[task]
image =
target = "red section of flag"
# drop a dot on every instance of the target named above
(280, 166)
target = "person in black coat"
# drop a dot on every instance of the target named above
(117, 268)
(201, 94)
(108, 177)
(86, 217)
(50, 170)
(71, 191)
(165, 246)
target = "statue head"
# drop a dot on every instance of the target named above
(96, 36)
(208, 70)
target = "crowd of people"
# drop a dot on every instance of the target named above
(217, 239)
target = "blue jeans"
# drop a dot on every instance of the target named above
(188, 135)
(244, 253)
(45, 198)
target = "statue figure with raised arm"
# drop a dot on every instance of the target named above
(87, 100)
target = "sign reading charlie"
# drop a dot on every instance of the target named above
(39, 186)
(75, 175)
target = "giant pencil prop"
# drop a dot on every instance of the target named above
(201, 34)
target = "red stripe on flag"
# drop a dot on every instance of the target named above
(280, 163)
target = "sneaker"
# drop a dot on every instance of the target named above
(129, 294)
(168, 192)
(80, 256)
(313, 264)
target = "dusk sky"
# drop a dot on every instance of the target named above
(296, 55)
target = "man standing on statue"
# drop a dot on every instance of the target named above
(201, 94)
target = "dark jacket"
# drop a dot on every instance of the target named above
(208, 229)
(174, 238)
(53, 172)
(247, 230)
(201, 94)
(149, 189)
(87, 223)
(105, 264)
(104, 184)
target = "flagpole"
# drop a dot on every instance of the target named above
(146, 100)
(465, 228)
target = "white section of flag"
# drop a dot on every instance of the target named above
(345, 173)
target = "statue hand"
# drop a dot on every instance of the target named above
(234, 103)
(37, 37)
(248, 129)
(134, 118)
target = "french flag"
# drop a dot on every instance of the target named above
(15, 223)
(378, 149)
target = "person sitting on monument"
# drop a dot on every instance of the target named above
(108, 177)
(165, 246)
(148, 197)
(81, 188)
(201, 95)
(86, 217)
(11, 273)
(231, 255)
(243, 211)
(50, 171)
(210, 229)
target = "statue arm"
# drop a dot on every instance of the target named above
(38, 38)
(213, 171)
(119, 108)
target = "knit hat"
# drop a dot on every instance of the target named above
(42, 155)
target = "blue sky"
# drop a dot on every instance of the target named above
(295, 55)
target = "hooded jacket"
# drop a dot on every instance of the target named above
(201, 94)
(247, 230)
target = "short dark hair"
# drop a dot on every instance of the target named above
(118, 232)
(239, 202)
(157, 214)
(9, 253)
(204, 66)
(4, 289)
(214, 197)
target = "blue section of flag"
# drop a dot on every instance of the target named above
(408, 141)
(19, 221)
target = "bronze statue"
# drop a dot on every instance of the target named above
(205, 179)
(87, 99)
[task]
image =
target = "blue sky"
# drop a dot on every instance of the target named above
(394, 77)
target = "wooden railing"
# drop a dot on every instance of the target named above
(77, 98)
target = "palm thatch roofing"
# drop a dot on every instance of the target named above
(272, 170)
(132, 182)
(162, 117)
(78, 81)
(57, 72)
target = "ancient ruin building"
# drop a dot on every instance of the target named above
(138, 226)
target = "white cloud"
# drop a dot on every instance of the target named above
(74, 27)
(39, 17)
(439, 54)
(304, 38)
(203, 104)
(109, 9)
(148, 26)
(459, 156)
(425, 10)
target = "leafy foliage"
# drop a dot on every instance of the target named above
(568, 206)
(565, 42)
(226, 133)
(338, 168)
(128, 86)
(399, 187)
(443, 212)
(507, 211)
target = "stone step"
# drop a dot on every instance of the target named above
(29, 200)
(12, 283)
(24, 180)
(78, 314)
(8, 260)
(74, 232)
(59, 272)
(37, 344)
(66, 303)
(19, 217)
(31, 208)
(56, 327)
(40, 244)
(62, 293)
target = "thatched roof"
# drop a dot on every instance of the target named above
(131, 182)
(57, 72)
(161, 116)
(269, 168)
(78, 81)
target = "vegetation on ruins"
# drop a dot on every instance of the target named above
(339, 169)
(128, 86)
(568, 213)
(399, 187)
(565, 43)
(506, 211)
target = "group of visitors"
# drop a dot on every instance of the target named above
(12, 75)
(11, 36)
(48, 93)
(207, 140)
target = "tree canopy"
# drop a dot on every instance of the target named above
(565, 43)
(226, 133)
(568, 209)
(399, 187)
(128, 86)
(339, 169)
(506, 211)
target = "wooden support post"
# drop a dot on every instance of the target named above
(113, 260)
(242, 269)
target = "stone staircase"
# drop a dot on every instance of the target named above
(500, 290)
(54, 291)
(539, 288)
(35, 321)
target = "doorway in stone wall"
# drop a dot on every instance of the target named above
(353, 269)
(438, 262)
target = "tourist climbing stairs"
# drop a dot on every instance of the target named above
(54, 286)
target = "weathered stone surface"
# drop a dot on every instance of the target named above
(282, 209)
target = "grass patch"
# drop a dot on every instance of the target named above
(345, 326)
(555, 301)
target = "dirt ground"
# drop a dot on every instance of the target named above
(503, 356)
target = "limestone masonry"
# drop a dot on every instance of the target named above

What you have to do =
Filter on the word "blue": copy each matching line from the entries above.

Task solution =
target = "blue jeans"
target = "blue sky"
target = "blue section of flag"
target = "blue sky"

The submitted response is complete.